Supplied passage:
*****

Also, I guess Legendaries are getting buffed? Since the average player is only ever going to see the buffed Legendaries in the AH, I never understood why Blizzard talked much about them at all; it is not as though they are farmable items.

Ridiculous (but Needed) Class Changes

I do not really know anything about the class changes yet, but I am going to go ahead and declare them ridiculous. They would have to be, assuming Blizzard follows through on this:

  • Does the skill fill a similar role as an extremely popular skill? If so, buff the skill to be competitive with the popular skill. For example, Bola Shot could be a solid skill, but simply doesn’t have the raw damage when compared to Hungering Arrow, so we’re buffing Bola Shot to be competitive.
  • Does a skill have a dominant rune? If so, can we buff the underused runes to be more competitive? A good example here is the Wizard Hydra skill. The Venom Hydra is by far the most popular rune, and for good reason, so we are buffing the other runes to make them more competitive with Venom Hydra.

What could possibly compete with the monk’s Fists of Thunder (Thunderclap rune) or Deadly Reach (Keen Eye rune), for example? Or, god help us all, the One With Everything passive?

*****

Raw records:
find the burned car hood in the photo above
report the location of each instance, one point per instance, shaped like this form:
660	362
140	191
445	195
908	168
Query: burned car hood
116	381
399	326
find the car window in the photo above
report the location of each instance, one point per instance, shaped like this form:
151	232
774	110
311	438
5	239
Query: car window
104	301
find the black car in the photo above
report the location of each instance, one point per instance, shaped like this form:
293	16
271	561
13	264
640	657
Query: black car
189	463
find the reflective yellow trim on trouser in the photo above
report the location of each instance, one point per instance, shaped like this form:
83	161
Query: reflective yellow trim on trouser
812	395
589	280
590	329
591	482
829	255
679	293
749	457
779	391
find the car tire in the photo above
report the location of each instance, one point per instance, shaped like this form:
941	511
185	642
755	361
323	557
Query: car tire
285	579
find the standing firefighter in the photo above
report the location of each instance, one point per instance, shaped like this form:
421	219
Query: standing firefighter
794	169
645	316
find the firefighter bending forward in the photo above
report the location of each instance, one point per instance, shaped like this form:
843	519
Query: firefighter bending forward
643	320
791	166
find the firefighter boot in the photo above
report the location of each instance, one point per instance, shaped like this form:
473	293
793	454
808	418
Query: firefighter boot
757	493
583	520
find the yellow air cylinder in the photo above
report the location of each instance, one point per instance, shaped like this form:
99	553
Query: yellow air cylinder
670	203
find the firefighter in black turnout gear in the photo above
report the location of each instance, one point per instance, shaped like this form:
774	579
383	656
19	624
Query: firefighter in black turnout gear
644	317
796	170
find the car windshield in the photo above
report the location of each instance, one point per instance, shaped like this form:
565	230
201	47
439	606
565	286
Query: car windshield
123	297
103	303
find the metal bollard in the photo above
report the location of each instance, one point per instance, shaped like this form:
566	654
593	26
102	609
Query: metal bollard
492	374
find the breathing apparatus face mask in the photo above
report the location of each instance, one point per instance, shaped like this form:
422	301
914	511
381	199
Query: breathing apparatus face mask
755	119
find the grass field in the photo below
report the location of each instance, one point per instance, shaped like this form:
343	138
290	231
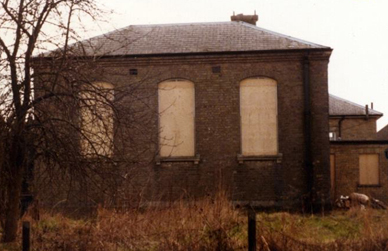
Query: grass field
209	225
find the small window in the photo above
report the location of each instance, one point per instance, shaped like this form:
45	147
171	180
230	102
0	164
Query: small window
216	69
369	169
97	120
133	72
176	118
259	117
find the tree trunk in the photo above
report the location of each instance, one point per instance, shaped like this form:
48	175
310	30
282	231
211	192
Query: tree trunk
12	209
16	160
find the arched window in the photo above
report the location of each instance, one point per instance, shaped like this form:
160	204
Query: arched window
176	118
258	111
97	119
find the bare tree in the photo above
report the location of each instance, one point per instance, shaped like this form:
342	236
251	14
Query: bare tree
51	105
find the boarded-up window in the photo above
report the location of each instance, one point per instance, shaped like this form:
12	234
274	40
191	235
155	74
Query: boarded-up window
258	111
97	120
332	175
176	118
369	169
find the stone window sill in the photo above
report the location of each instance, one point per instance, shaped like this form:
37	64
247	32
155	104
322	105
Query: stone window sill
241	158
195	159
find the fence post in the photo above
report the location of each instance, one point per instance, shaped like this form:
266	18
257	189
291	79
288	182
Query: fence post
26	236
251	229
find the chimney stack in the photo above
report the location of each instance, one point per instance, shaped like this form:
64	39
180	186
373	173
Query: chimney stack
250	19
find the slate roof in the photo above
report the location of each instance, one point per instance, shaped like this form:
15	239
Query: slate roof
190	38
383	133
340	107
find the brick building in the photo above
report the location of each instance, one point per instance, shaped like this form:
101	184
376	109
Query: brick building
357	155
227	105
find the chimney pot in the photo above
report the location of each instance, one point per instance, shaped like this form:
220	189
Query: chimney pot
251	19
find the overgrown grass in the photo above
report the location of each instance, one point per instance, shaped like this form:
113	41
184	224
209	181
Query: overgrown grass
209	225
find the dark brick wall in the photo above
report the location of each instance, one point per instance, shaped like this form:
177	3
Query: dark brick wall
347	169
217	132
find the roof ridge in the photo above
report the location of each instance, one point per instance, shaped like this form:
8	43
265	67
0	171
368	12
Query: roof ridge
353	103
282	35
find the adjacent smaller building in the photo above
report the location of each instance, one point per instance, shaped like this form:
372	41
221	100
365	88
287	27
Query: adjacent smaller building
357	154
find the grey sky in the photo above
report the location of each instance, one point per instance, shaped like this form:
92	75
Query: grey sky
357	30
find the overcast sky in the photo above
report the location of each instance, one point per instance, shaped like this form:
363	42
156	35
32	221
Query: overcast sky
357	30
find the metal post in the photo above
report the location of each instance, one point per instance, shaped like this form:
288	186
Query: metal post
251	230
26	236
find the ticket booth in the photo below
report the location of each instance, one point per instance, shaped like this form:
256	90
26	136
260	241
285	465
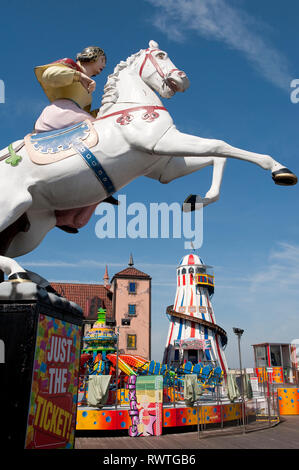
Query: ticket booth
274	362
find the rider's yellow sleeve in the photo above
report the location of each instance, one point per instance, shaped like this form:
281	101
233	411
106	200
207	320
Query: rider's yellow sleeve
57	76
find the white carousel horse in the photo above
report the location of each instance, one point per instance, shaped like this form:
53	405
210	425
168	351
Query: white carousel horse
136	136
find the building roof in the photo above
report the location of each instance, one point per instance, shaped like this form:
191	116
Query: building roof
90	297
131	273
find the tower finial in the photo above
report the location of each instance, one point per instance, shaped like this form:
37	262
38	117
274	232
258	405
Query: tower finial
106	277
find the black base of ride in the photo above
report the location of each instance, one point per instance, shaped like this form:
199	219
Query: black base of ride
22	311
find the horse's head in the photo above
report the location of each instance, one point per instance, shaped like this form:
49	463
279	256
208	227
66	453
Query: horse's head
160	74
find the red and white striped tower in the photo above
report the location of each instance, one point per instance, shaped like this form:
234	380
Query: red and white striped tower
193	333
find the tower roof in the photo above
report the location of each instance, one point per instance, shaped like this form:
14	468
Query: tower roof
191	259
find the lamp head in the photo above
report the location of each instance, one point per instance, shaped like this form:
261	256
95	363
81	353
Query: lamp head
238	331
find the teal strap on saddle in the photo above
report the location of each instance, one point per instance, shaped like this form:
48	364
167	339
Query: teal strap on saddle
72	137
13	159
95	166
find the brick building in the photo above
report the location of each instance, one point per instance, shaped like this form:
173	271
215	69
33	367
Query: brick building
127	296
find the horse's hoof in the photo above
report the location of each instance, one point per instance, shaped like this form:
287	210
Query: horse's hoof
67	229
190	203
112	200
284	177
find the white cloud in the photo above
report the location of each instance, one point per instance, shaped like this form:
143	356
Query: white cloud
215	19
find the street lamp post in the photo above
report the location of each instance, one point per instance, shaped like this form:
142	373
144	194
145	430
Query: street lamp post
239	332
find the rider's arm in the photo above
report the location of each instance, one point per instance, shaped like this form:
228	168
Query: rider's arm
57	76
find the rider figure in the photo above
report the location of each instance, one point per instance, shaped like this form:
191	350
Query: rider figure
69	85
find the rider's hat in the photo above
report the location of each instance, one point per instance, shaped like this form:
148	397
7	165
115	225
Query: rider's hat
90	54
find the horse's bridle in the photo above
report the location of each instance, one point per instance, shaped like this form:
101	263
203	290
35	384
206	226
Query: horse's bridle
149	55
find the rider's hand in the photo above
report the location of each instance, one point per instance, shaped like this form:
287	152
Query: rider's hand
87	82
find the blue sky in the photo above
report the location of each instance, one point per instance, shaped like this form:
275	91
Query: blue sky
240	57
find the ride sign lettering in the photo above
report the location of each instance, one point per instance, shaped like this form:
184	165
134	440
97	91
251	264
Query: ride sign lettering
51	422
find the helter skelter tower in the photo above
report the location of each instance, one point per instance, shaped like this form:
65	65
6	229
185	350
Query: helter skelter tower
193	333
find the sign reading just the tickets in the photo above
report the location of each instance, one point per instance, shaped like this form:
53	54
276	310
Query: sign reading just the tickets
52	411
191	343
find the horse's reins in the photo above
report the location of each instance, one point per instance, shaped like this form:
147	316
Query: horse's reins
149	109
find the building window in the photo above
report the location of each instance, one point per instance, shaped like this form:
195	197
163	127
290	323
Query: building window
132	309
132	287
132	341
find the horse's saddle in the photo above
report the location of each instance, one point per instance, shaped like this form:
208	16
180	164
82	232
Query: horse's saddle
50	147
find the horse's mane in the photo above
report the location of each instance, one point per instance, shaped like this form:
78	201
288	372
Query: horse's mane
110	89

*****

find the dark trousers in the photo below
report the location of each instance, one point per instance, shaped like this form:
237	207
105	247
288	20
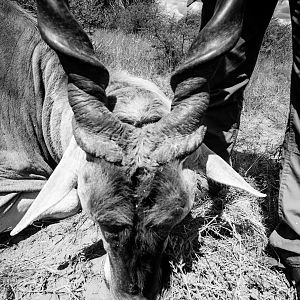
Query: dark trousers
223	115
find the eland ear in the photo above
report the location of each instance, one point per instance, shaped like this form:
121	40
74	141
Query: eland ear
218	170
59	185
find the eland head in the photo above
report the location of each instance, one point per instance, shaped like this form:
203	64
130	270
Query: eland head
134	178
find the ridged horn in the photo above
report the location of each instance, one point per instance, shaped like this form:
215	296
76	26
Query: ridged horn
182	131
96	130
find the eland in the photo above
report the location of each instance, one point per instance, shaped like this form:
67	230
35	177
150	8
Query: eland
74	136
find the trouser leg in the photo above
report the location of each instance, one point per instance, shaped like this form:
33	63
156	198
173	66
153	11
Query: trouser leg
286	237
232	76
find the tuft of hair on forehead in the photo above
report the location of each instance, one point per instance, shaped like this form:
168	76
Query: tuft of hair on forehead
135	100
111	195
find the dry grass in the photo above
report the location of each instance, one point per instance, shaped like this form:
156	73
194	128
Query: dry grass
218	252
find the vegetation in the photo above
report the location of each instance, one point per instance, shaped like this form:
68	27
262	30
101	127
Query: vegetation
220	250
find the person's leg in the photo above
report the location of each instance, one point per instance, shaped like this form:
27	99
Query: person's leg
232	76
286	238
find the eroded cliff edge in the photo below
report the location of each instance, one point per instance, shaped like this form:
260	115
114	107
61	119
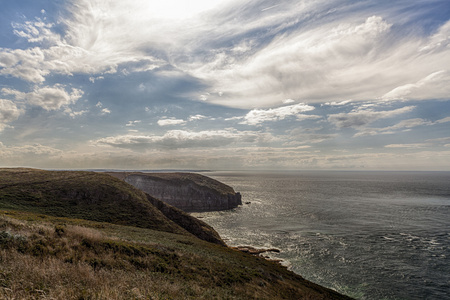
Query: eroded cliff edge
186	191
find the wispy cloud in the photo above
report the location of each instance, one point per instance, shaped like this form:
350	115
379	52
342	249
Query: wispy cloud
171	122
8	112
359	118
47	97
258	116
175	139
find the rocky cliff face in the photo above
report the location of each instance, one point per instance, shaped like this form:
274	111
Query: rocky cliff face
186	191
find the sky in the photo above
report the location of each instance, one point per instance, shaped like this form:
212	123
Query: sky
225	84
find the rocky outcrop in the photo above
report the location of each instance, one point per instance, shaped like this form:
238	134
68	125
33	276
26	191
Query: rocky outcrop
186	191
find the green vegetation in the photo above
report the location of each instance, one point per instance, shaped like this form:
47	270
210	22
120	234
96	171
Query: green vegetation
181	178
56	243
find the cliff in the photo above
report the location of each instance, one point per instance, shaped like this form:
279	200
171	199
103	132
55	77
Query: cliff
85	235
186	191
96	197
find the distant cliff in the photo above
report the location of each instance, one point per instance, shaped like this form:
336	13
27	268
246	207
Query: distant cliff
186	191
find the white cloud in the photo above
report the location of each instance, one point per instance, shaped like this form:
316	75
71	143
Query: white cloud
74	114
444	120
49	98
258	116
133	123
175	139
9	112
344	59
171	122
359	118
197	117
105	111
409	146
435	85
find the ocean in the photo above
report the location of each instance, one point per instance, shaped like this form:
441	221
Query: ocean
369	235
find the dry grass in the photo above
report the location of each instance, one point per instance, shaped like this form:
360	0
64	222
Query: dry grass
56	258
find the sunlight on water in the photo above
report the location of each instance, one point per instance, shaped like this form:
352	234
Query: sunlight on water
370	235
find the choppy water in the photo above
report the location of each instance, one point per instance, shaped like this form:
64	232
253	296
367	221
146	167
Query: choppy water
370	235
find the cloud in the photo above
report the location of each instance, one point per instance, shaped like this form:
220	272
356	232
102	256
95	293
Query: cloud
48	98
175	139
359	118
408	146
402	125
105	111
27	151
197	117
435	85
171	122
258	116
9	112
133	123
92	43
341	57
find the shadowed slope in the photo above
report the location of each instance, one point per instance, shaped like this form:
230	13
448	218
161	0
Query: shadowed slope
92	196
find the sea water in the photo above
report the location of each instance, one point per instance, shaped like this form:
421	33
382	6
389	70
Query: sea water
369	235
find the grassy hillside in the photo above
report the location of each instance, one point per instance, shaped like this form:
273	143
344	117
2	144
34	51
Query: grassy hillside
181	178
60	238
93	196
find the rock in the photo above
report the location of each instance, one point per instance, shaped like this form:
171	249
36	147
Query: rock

*****

Your instructions:
In the class-changes passage, starting with "Ridiculous (but Needed)" and going on through "to be competitive.", change "Bola Shot" to "Elemental Arrow" throughout. The material plays no role in this exercise.

Correct result:
Ridiculous (but Needed) Class Changes

I do not really know anything about the class changes yet, but I am going to go ahead and declare them ridiculous. They would have to be, assuming Blizzard follows through on this:

  • Does the skill fill a similar role as an extremely popular skill? If so, buff the skill to be competitive with the popular skill. For example, Elemental Arrow could be a solid skill, but simply doesn’t have the raw damage when compared to Hungering Arrow, so we’re buffing Elemental Arrow to be competitive.